Exercise directions.
Taking the line with "Target: gabled roof" as the first and the line with "reads [[343, 364]]." as the last, set down exactly every line in that range from the entries below, and no more.

Material for this task.

--- START ---

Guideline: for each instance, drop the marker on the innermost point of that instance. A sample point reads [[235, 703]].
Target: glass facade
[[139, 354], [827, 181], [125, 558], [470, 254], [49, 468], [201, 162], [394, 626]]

--- END ---
--- START ---

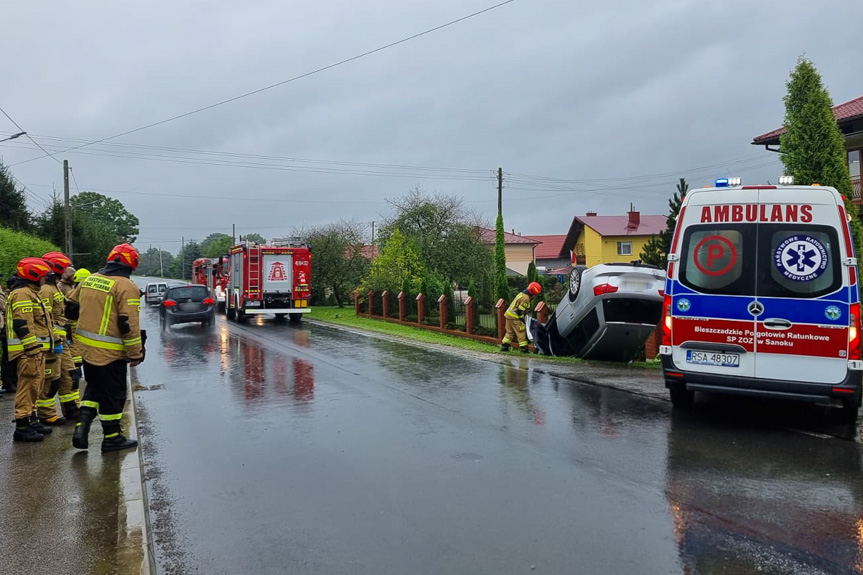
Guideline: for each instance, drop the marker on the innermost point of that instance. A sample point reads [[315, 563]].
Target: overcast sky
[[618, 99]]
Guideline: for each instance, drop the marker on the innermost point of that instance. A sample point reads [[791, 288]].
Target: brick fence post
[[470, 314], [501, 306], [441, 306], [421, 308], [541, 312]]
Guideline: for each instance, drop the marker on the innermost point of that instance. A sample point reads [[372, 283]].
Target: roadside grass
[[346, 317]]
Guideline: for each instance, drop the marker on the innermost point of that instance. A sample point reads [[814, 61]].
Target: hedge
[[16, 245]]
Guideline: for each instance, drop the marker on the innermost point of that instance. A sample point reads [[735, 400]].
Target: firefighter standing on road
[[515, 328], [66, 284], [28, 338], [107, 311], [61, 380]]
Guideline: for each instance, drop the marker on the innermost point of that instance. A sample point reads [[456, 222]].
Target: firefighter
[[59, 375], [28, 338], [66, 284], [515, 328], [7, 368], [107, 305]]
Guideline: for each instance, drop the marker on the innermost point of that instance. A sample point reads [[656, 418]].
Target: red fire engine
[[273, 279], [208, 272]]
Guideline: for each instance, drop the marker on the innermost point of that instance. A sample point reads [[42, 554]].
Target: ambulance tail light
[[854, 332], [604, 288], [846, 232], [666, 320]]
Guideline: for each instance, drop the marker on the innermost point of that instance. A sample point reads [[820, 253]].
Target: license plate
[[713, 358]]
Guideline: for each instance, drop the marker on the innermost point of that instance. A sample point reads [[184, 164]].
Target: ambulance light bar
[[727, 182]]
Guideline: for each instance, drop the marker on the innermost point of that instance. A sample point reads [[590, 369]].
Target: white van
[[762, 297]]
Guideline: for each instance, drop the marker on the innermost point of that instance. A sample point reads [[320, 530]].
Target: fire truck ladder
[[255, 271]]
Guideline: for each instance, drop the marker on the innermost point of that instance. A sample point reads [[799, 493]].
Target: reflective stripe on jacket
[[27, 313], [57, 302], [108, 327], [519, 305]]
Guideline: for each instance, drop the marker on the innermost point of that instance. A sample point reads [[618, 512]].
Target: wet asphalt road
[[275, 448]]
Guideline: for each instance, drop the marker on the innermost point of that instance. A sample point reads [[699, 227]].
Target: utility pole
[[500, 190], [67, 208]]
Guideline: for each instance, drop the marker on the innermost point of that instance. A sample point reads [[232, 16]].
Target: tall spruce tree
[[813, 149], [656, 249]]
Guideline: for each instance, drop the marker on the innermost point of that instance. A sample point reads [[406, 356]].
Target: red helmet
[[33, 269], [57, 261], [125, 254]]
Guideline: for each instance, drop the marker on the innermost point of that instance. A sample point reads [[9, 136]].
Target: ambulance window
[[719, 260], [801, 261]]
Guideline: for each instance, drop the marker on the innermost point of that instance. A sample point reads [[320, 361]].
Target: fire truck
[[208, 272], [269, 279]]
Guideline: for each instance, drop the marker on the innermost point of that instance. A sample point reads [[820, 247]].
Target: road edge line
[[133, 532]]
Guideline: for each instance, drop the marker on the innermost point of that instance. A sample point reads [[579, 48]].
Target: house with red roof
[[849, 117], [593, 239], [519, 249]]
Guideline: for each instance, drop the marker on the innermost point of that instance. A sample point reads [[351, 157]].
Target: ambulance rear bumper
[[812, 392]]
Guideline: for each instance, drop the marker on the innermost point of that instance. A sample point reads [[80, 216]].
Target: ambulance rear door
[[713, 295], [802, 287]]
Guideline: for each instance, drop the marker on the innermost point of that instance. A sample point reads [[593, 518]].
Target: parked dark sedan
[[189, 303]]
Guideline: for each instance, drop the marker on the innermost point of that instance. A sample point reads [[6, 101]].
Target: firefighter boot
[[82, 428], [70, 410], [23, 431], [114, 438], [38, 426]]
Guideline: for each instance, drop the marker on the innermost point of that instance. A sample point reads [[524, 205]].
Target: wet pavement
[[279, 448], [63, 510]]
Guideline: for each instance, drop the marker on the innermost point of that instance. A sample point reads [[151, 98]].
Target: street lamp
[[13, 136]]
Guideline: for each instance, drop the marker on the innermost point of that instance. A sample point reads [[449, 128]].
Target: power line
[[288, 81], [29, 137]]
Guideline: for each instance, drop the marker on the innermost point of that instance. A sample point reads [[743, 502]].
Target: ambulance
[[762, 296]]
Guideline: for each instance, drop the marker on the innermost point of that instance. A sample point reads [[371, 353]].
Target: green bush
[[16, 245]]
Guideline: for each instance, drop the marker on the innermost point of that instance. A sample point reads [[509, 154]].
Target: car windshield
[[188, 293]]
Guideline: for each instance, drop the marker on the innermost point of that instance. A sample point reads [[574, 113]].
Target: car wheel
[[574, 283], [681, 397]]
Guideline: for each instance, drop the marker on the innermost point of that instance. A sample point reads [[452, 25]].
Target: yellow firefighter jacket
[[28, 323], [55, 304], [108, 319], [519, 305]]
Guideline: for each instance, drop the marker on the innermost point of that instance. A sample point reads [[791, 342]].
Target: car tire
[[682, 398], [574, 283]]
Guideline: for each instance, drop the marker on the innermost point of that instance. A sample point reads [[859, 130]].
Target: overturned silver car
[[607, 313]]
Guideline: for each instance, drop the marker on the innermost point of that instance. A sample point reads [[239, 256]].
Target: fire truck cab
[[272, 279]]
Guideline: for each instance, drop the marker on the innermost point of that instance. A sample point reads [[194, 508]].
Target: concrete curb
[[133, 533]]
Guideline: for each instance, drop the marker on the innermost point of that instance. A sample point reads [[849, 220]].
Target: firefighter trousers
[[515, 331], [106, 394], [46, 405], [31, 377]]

--- END ---
--- START ---

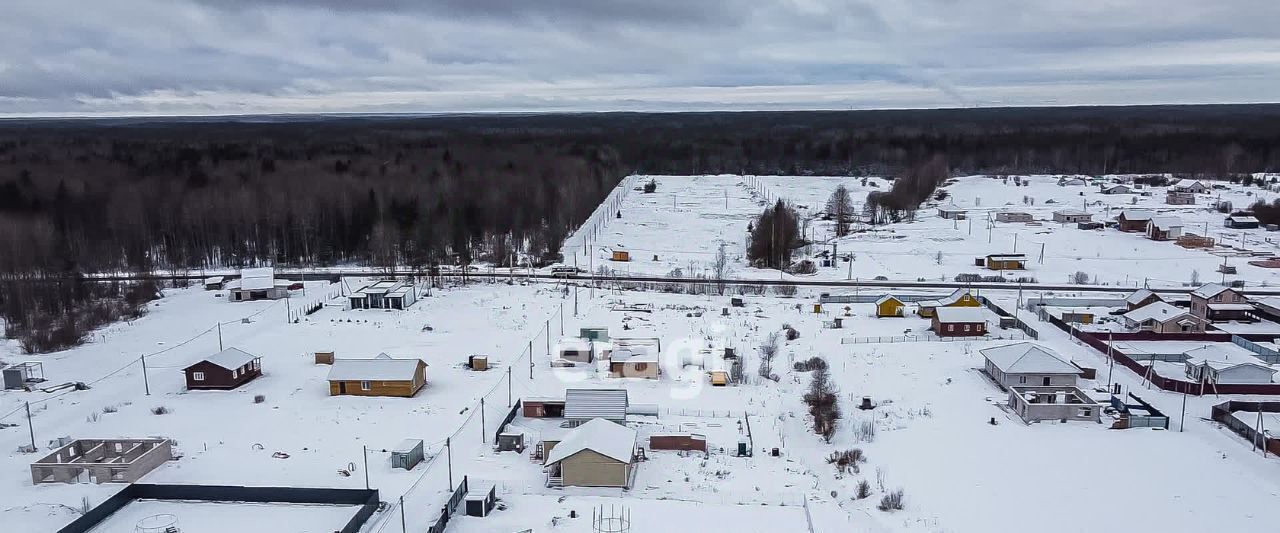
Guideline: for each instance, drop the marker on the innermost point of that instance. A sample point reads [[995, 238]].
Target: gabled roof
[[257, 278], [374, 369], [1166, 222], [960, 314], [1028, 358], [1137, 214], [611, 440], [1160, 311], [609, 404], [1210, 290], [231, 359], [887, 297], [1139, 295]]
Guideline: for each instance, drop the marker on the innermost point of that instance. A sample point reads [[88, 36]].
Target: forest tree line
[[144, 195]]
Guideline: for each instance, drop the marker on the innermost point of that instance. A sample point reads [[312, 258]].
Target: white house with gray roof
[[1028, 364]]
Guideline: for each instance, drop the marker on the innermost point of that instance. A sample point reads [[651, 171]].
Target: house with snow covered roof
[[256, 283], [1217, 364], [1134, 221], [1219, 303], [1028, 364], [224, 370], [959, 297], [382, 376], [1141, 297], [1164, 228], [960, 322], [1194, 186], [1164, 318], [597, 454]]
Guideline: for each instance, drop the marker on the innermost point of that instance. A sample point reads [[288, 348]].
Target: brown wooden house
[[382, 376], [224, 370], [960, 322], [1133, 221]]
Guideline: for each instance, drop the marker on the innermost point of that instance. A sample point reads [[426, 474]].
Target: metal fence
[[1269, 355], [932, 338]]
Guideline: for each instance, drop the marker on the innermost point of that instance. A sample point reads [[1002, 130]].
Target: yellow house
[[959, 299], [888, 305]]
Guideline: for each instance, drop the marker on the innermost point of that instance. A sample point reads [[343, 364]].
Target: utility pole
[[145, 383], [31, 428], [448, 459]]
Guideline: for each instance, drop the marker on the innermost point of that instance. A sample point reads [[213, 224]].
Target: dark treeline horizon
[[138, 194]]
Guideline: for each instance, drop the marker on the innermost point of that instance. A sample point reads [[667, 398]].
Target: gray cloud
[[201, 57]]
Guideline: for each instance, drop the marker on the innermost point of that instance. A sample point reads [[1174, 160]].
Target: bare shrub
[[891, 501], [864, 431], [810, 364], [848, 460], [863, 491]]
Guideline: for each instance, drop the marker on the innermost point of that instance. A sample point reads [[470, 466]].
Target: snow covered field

--- END ---

Expected answer.
Target: gabled roof
[[257, 278], [374, 369], [1166, 222], [960, 314], [1028, 358], [1137, 214], [611, 440], [1160, 311], [609, 404], [1210, 290], [231, 359], [887, 297], [1139, 295]]
Guideline: for each instance, drop the marker on the innermost point of that instance. A sample point reads [[88, 36]].
Target: forest tree line
[[144, 195]]
Guideline: for each instance, drop the marker on the innermost point of that instance. A sample point reads [[312, 258]].
Target: white house with gray roof
[[1028, 364]]
Guideline: for each instance, drop the marker on the innermost point of that instance. A sample point reads [[651, 171]].
Target: house with snow covered roof
[[256, 283], [1217, 364], [1134, 221], [1219, 303], [1028, 364], [224, 370], [959, 297], [382, 376], [1141, 297], [1164, 228], [960, 322], [1194, 186], [1164, 318], [597, 454]]
Guideline: for each instance, drop the marker on the innermost point of that instance. A sample point reads [[288, 348]].
Target: brown wooden house
[[382, 376], [224, 370], [960, 322], [1133, 221]]
Guideline: for each instance, drop the marker on the innermost point of that instance. A sample point reads [[426, 474]].
Target: metal fence
[[1269, 355], [932, 338]]
Guideline: for each instance, drop the marker on the innermost point of that instance. A sample point reads [[1002, 130]].
Target: yellow house
[[959, 299], [888, 305]]
Guideline: for each instance, drop the marker on the innermost point of that instance. A sample point reads [[343, 364]].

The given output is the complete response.